[Stored dataset items]
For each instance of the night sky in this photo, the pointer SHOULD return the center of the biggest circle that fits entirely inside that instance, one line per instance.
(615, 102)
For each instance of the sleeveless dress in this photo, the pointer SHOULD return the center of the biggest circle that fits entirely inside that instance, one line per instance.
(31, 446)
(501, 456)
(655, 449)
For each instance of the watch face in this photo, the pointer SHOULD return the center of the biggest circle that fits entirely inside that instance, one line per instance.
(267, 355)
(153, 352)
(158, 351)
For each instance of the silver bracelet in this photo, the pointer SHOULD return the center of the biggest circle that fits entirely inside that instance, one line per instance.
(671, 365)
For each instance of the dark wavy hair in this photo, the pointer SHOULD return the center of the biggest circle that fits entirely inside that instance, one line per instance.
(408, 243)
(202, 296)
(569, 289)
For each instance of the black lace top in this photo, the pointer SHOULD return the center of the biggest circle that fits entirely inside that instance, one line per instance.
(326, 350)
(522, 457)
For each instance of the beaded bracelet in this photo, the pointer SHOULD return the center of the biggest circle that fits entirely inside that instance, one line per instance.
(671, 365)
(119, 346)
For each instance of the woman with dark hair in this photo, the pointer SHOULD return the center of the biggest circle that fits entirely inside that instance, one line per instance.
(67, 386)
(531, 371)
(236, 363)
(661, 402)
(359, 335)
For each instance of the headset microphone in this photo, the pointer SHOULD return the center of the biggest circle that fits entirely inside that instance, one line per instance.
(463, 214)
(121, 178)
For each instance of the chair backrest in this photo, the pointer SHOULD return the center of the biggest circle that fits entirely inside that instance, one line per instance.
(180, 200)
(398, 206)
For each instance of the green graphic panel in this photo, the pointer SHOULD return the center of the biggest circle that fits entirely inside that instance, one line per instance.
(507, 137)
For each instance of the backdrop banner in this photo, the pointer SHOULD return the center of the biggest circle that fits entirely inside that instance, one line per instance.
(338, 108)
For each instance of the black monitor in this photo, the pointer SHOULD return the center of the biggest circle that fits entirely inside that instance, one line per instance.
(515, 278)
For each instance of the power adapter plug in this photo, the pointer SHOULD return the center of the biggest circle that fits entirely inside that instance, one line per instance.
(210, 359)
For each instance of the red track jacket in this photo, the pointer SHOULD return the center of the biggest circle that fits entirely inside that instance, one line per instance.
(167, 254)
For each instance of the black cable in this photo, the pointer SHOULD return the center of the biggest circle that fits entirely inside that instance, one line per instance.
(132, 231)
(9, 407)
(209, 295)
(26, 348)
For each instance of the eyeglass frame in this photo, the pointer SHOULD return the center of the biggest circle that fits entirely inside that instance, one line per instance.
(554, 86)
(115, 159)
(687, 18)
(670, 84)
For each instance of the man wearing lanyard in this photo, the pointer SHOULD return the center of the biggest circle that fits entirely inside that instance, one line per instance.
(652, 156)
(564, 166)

Set exercise ▸
Transcribe every entry exactly.

Solution to the exercise ▸
For each instance of the night sky in this photo, the pointer SHOULD return the center of the biggest circle that fits entirely inside that instance, one line per instance.
(615, 102)
For each instance of the sleeveless dress in this photo, the pointer SHOULD return the center of the biggest circle that fits entirely inside that instance, one line per instance.
(31, 446)
(501, 456)
(655, 449)
For each instance of the watch face in this photo, the pointer SHOULD return the center of the biggest circle that fits entirely inside that instance, one line per instance.
(267, 355)
(153, 352)
(158, 351)
For each instance of the silver bracelet in this photo, the pointer SHOULD return the center of the biggest circle that fits entirely inside that instance, one line per instance.
(671, 365)
For each instance of the dark wavy hair in this photo, the pointer SHOULD return the center of the biggest circle that fits entirely inside that instance, one line per instance.
(408, 243)
(202, 296)
(569, 289)
For each instance of the black lace top in this photo, the pointer SHOULD return the center of the biggest circle that fits entirely inside that instance, one line per instance.
(326, 350)
(522, 457)
For each instance of the beaded bracelet in this photo, the pointer SHOULD return the center of the biggest circle that fits entirely inside that instance, one line per instance.
(671, 365)
(119, 346)
For each instance of the woman with dark hair in this photo, the pointer SHOULD return the center of the biggest circle that fits entirely inside that instance, one line per instance.
(67, 386)
(531, 371)
(236, 363)
(661, 402)
(359, 335)
For each instance of the headset microphone in this photo, the pointer SHOULD return the center of the biggest circle that fits entirely inside that instance, one line per instance.
(463, 214)
(121, 178)
For each instance of the chair backrest in this photo, the pointer SHOULD return the center of the biggest circle that fits entirely inside that instance, one line per instance.
(180, 200)
(398, 206)
For each instance of the green graphic panel in this photo, the pointer SHOULD return the center of the biggest circle that fits entirely inside that instance, one line per instance.
(507, 137)
For each instance of the backdrop banner in this photo, the pointer SHOULD return the center of the biggest circle that fits entirely inside that instance, one line per instance.
(338, 108)
For each instance of the black monitor in this photo, the pointer SHOULD return the center of the biggest circle that fits entirely inside that instance, one line per instance.
(515, 278)
For each instance of the power adapter plug in this photo, the pointer SHOULD return the center of the biggest circle that fits entirely inside that instance, one line per instance.
(210, 359)
For each instance of the red track jacket in this photo, the pointer SHOULD return the center of the biggest circle that fits entirely inside that instance, one line per instance.
(167, 254)
For each instance of the black cable in this photo, the pointer SHOULD return the center of the biggest circle that fits entirely inside that instance, one line per instance.
(132, 231)
(9, 407)
(209, 295)
(26, 348)
For each instance of the eyeglass frame in this photo, the pointer SHOULD return the center of the biggest circle that fits entirely inside that instance, one line per instance.
(554, 86)
(115, 159)
(687, 18)
(670, 84)
For each instance of the man wearing lanyard in this photo, the pointer SHOULD return the center of the biggest circle that fits entirely inside that instance, one line per instance.
(652, 156)
(564, 166)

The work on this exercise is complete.